- [Entries shown]
.....

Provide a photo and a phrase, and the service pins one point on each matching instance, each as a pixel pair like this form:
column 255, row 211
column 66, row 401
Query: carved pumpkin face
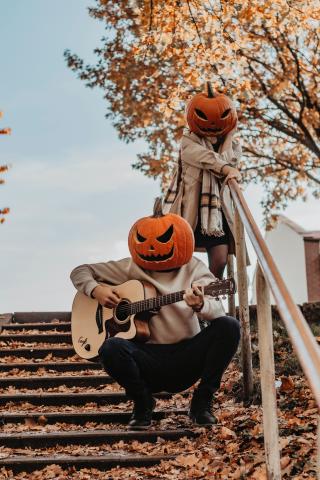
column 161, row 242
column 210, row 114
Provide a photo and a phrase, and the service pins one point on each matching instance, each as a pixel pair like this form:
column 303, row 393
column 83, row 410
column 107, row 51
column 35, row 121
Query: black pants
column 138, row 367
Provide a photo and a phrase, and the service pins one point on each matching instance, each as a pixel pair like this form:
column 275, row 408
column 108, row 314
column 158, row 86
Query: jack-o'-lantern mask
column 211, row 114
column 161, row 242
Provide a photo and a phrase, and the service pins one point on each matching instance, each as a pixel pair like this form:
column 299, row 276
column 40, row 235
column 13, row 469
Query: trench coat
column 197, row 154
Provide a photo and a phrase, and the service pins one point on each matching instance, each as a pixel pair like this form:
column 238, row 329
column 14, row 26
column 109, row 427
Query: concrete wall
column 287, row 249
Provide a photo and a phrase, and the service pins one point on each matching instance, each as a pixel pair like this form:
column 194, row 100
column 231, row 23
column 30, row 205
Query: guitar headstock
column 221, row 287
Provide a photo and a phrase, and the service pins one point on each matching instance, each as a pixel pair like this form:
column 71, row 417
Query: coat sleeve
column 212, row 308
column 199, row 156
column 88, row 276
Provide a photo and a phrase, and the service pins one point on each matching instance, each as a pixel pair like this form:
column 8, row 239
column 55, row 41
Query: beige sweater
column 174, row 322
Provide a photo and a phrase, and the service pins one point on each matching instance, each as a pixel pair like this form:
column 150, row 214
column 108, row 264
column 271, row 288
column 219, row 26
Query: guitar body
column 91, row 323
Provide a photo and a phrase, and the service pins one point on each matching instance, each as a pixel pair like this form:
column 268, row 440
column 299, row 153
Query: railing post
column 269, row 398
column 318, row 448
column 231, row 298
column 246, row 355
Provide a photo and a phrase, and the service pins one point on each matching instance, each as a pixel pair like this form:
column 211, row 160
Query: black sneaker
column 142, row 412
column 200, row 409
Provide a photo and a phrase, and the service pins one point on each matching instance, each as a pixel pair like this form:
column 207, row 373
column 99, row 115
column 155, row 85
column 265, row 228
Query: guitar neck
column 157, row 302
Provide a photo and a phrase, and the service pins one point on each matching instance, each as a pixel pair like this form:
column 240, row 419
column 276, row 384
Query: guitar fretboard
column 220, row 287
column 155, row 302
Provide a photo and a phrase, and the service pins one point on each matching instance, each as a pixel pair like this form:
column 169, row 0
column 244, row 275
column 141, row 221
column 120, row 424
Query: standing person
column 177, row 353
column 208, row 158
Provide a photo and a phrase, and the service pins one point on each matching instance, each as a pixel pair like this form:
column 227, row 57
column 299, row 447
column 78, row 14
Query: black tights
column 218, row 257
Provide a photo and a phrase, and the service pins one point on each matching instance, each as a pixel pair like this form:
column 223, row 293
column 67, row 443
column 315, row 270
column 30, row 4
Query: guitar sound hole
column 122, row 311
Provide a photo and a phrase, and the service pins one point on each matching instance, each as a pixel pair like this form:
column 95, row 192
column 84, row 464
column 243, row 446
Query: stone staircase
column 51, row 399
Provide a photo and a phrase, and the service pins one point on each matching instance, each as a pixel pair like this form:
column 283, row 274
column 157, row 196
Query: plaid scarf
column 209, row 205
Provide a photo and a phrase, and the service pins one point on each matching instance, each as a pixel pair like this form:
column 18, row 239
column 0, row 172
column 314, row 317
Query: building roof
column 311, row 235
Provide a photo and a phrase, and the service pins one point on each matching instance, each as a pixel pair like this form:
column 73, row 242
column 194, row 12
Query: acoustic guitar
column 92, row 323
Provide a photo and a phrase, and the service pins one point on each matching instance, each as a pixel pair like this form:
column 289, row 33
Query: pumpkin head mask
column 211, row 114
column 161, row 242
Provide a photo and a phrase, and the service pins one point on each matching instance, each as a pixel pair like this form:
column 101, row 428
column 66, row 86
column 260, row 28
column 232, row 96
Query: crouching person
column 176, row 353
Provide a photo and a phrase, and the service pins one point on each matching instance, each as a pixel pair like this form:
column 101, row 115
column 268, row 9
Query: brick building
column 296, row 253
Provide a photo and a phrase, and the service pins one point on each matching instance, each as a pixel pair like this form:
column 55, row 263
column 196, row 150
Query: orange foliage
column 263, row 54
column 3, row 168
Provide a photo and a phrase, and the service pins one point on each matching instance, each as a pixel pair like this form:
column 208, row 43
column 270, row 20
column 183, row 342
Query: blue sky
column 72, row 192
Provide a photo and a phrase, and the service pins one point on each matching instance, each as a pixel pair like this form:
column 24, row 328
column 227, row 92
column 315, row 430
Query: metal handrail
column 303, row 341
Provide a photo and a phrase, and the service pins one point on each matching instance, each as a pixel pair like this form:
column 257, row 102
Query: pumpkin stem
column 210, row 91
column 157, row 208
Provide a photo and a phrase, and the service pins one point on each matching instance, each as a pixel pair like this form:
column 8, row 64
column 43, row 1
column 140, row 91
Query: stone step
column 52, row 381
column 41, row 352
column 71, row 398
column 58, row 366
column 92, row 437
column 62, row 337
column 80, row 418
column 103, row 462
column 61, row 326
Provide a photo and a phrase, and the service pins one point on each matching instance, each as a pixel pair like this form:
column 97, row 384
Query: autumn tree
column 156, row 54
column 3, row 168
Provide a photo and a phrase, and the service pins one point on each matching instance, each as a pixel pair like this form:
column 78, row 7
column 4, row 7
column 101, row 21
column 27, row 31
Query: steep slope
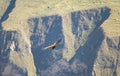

.....

- [To be done]
Recast all of the material above as a JSON list of strings, with one string per line. Skip blank lines and leave the pictures out.

- [Response to the task]
[
  "Provide a photo and a phrase, and the service pins one point on each matching instance, each as a pixel pair like this form:",
  "column 255, row 211",
  "column 66, row 401",
  "Query: carved pumpkin face",
  "column 161, row 242",
  "column 210, row 114",
  "Provide a photo and a phrase, and the service pins one point on each matching instance, each as a pixel pair like this form:",
  "column 303, row 393",
  "column 83, row 410",
  "column 107, row 51",
  "column 35, row 121",
  "Query: black pants",
  "column 138, row 367",
  "Provide a photo and a phrase, and the service pins one point on each matching instance, each as a pixel pair like this form:",
  "column 275, row 408",
  "column 108, row 314",
  "column 158, row 86",
  "Query: jack-o'-lantern mask",
  "column 211, row 114",
  "column 161, row 242",
  "Provide a photo and a phrase, and the service pins one point on each matching instance, each as a pixel pair like this form:",
  "column 299, row 276",
  "column 40, row 235",
  "column 13, row 469",
  "Query: trench coat",
  "column 197, row 154",
  "Provide a photo and a phrase, and the service pins one point on each matching instance, each as a pixel pair like this form:",
  "column 238, row 329",
  "column 14, row 26",
  "column 109, row 427",
  "Query: concrete wall",
  "column 287, row 249",
  "Provide a photo and a phrase, and the service pins one point on each matching instance, each as a pixel pair like this form:",
  "column 194, row 100",
  "column 231, row 23",
  "column 30, row 205",
  "Query: guitar headstock",
  "column 221, row 287",
  "Provide a photo and a phrase, and the service pins one point on each matching instance, each as a pixel pair like this form:",
  "column 71, row 417",
  "Query: coat sleeve",
  "column 212, row 308",
  "column 199, row 156",
  "column 88, row 276",
  "Provide a photo and a phrase, and the service pins one point on each matching instance, each as a pixel pair like this form:",
  "column 8, row 239",
  "column 55, row 41",
  "Query: beige sweater",
  "column 174, row 322",
  "Provide a photo and a phrase, and the service pins one point on each matching instance, each as a pixel pair like this form:",
  "column 150, row 214",
  "column 108, row 264",
  "column 271, row 288",
  "column 219, row 26",
  "Query: guitar body",
  "column 91, row 323",
  "Provide a photo and a phrase, and the service pins one point on each matching instance, each as a pixel pair like this form:",
  "column 268, row 440",
  "column 299, row 153",
  "Query: railing post",
  "column 269, row 398",
  "column 318, row 448",
  "column 231, row 298",
  "column 246, row 355",
  "Provide a photo and a phrase, and the service pins one point on each matching instance, each as a pixel pair like this form:",
  "column 211, row 160",
  "Query: black sneaker",
  "column 142, row 412",
  "column 200, row 409",
  "Provide a photo and a phrase, and the service pins one point on each matching instance, each as a pixel pair like this form:",
  "column 207, row 373",
  "column 99, row 115",
  "column 155, row 85",
  "column 265, row 228",
  "Query: guitar neck",
  "column 157, row 302",
  "Provide a photo and a phrase, and the service pins one point on each matching instance, each as a pixel pair like this form:",
  "column 240, row 419",
  "column 276, row 384",
  "Query: guitar fretboard",
  "column 220, row 287",
  "column 155, row 302",
  "Provide a photo and a phrase, and the service pins one point on each matching instance, each as a pixel pair like this form:",
  "column 169, row 0",
  "column 244, row 275",
  "column 141, row 221",
  "column 120, row 424",
  "Query: standing person",
  "column 177, row 353",
  "column 208, row 158",
  "Provide a photo and a phrase, and the service pins one point on each matching instance, each as a pixel pair like this form:",
  "column 227, row 57",
  "column 299, row 447",
  "column 78, row 14",
  "Query: black tights",
  "column 218, row 257",
  "Provide a photo and a phrase, and the service pins one point on each matching instance, each as a pixel pair like this form:",
  "column 223, row 293",
  "column 67, row 443",
  "column 315, row 270",
  "column 30, row 4",
  "Query: guitar sound hole",
  "column 122, row 311",
  "Provide a photo and a phrase, and the service pins one point on each matching instance, each as a pixel pair like this form:",
  "column 95, row 192",
  "column 84, row 464",
  "column 243, row 446",
  "Query: stone staircase",
  "column 51, row 399",
  "Provide a photo and a phrase, and the service pins one point on each matching instance, each as a pixel pair like this form:",
  "column 283, row 274",
  "column 157, row 196",
  "Query: plaid scarf",
  "column 209, row 205",
  "Provide a photo and a phrase, and the service pins one point on each matching instance, each as a pixel pair like this form:",
  "column 18, row 239",
  "column 0, row 172",
  "column 314, row 317",
  "Query: building roof",
  "column 311, row 235",
  "Provide a photo and a phrase, and the service pins one point on each matching instance, each as a pixel pair like this form:",
  "column 73, row 242",
  "column 194, row 12",
  "Query: acoustic guitar",
  "column 92, row 323",
  "Provide a photo and a phrase, and the service pins one point on each matching instance, each as a pixel pair like this form:",
  "column 289, row 33",
  "Query: pumpkin head mask",
  "column 211, row 114",
  "column 161, row 242",
  "Provide a photo and a phrase, and the service pins one point on each matching instance, each as a pixel pair like this form:",
  "column 101, row 428",
  "column 66, row 86",
  "column 260, row 28",
  "column 232, row 96",
  "Query: crouching person",
  "column 176, row 353",
  "Provide a photo and a phrase, and the service pins one point on each matching instance, each as a pixel pair like this form:",
  "column 101, row 115",
  "column 268, row 9",
  "Query: brick building",
  "column 296, row 253",
  "Provide a photo and a phrase, and the service pins one point on each matching instance, each as a pixel pair like this form:",
  "column 55, row 263",
  "column 196, row 150",
  "Query: orange foliage",
  "column 263, row 54",
  "column 3, row 168",
  "Provide a photo and a phrase, and the service pins one point on each matching instance, each as a pixel pair like this form:",
  "column 208, row 43",
  "column 270, row 20",
  "column 183, row 342",
  "Query: blue sky",
  "column 72, row 192",
  "Provide a photo and a phrase, and the service pins one point on each matching instance, each as a pixel pair like this form:",
  "column 24, row 328",
  "column 227, row 92",
  "column 315, row 430",
  "Query: metal handrail",
  "column 303, row 341",
  "Provide a photo and a phrase, and the service pins one point on each matching instance, each as a pixel pair like this form:",
  "column 257, row 102",
  "Query: pumpkin stem",
  "column 210, row 91",
  "column 157, row 208",
  "Provide a photo and a phrase, and the service pins one point on each matching instance, each as a pixel pair like this form:",
  "column 8, row 64",
  "column 43, row 1",
  "column 140, row 91",
  "Query: stone step",
  "column 52, row 381",
  "column 41, row 352",
  "column 71, row 398",
  "column 58, row 366",
  "column 92, row 437",
  "column 62, row 337",
  "column 80, row 418",
  "column 103, row 462",
  "column 61, row 326",
  "Provide a photo and a phrase, and the service pins one point on each matching instance, each as a pixel pair like this form:",
  "column 97, row 384",
  "Query: autumn tree",
  "column 156, row 54",
  "column 3, row 168",
  "Provide a photo and a phrase, and the service pins one point on each matching instance, each as a pixel pair like this form:",
  "column 78, row 7",
  "column 4, row 7",
  "column 101, row 21",
  "column 27, row 31",
  "Query: steep slope"
]